→ Texte extrait:
On a tracé la Route des Vins à bord d’un combi hippie des années 80

Contrairement aux idées reçues et aux légendes urbaines racontées par nos ancêtres de père en fils depuis des générations : non, la France n’est pas le premier pays producteur de vin du monde. Je sais : choqué, déçu. Ce sont en fait nos voisins italiens qui détiennent ce titre et comme ils n’ont pas été qualifié pour la Coupe du Monde, on peut bien leur laisser ça non ? Par contre, l’Alsace, elle, produit à elle toute seule « 18 % de la production française de vins blancs AOP hors effervescents »*. Bref, niveau vin, on pèse. Et ce ne sont pas les paysages dégoulinant de grappes de raisins aux alentours de Strasbourg qui nous dirons le contraire : la route des vins est à nos portes et on serait bien bête de ne pas profiter du décor et du savoir-faire de nos vignerons. MAIS, on ne va pas se mentir : la route des vins, c’est bien. Pouvoir en profiter sans se priver, c’est mieux ! Et pour ça, chez Pokaa, on a trouvé une solution : découvrir les vignobles alsaciens et déguster du bon vin, tout en posant nos bonnes vieilles dégaines dans un magnifique combi Volkswagen. Alors, on vous emmène ?

Le combo vin + combi : un pari réussi

Nous sommes lundi – il n’y a pas de jours pour picoler dans un véhicule de qualitay, arrêter de juger -, il est 13h, il fait beau et chaud et le voyage commence place Grimmeissen. On y retrouve Paul, notre guide pour la journée. Paul a la trentaine, il est souriant et ses yeux pétillants nous donne déjà envie de boire un bon verre de crémant (d’Alsace, évidemment). A ses côtés se tient fièrement le fameux combi Volkswagen à 8 places, couleur vert pomme. Qu’on soit amateur de voitures ou non, on ne peut pas rester insensible à un combi Volkswagen : sorti dans les 70’s, ce bolide est devenu, ces dernières années, un vrai symbole de voyage, d’indépendance et de liberté. Qui n’a jamais rêvé de choper un sac à dos, de le balancer à l’arrière d’un combi recouvert de stickers en forme de fleurs et de partir à l’aventure ?

→ Jeu d'enregistrements:
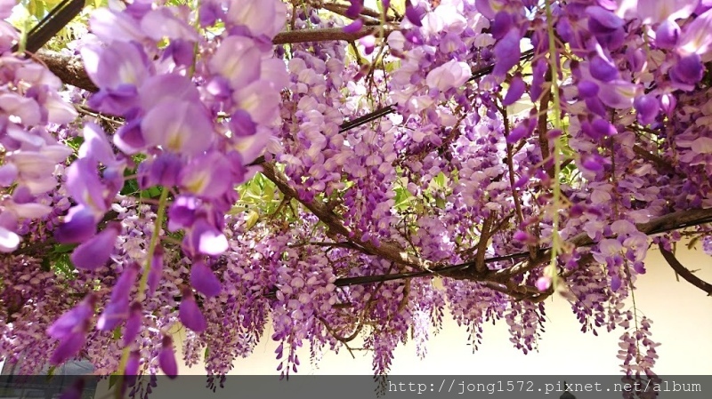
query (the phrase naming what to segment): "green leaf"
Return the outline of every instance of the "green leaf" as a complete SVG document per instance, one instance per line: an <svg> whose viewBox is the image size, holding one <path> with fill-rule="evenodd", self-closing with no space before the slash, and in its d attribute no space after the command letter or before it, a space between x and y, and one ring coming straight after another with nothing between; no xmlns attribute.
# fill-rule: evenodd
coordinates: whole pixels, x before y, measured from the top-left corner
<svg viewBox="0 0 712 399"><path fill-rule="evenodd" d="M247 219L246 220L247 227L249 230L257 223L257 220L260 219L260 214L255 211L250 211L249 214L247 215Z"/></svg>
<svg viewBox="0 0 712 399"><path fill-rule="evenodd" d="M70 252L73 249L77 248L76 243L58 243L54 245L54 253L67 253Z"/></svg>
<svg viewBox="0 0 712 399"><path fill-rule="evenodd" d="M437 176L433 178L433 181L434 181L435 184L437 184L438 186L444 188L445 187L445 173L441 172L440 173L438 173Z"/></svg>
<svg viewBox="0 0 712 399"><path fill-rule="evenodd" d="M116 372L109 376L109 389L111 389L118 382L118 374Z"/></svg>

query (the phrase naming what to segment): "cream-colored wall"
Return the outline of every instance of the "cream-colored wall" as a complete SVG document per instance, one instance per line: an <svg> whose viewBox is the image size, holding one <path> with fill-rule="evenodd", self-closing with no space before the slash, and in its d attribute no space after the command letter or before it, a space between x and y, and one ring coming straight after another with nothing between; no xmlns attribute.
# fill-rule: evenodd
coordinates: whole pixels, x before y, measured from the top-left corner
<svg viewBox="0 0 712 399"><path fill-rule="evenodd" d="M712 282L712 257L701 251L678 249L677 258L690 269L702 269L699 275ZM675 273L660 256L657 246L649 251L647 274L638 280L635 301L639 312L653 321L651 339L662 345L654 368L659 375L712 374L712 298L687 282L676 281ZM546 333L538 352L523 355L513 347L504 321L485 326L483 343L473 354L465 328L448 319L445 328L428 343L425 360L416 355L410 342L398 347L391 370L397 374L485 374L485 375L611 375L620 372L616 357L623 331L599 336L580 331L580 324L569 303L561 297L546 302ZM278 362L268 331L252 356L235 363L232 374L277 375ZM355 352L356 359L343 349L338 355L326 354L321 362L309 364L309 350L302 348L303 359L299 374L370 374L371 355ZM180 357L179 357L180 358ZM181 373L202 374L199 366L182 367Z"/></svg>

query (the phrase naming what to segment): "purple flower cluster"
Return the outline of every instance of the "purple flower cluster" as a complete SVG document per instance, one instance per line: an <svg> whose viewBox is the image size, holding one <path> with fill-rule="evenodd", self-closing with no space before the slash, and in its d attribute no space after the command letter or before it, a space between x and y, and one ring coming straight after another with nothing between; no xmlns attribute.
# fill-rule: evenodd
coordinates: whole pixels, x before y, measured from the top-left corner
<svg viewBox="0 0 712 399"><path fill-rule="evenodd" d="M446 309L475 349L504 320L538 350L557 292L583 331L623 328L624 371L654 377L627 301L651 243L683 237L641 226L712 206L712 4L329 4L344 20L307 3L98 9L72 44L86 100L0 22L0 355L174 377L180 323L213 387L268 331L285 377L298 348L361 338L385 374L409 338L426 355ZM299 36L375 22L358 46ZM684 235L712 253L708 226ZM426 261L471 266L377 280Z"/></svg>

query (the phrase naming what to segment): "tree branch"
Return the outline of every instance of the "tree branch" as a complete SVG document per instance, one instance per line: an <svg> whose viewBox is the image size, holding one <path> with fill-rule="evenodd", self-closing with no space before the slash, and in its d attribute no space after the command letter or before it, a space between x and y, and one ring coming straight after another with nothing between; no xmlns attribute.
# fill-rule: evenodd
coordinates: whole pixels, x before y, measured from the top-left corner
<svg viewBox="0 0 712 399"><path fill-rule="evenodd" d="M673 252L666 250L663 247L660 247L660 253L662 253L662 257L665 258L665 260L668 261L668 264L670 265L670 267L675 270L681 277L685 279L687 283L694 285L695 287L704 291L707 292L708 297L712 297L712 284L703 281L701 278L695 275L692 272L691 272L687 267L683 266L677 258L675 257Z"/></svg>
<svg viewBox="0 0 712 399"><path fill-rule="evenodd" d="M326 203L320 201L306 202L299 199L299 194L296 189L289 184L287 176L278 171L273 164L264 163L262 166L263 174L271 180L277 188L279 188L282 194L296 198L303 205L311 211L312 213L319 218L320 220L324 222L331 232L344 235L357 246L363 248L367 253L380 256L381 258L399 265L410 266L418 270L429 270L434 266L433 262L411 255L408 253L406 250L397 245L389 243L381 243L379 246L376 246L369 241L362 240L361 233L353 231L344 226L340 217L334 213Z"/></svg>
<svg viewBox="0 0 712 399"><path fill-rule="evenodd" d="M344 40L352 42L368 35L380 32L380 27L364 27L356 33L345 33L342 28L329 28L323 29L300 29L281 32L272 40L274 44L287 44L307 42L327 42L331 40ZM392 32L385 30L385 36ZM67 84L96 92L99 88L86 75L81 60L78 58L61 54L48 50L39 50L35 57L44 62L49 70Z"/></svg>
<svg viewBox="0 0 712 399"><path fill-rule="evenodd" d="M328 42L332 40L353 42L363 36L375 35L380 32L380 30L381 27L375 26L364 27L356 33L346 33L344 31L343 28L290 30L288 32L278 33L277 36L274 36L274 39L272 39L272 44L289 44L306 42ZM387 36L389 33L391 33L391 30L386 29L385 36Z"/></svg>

→ Consigne:
Indiquez si chacune des affirmations suivantes concorde avec le texte extrait, en répondant par oui ou par non et en citant mot pour mot le passage décisif : (a) la France est le premier pays producteur de vin du monde ; (b) le combi Volkswagen utilisé pour le voyage compte 8 places ; (c) le voyage a lieu un samedi.

→ Réponse finale:
(a) Non : « non, la France n’est pas le premier pays producteur de vin du monde ».
(b) Oui : « le fameux combi Volkswagen à 8 places, couleur vert pomme ».
(c) Non : « Nous sommes lundi ».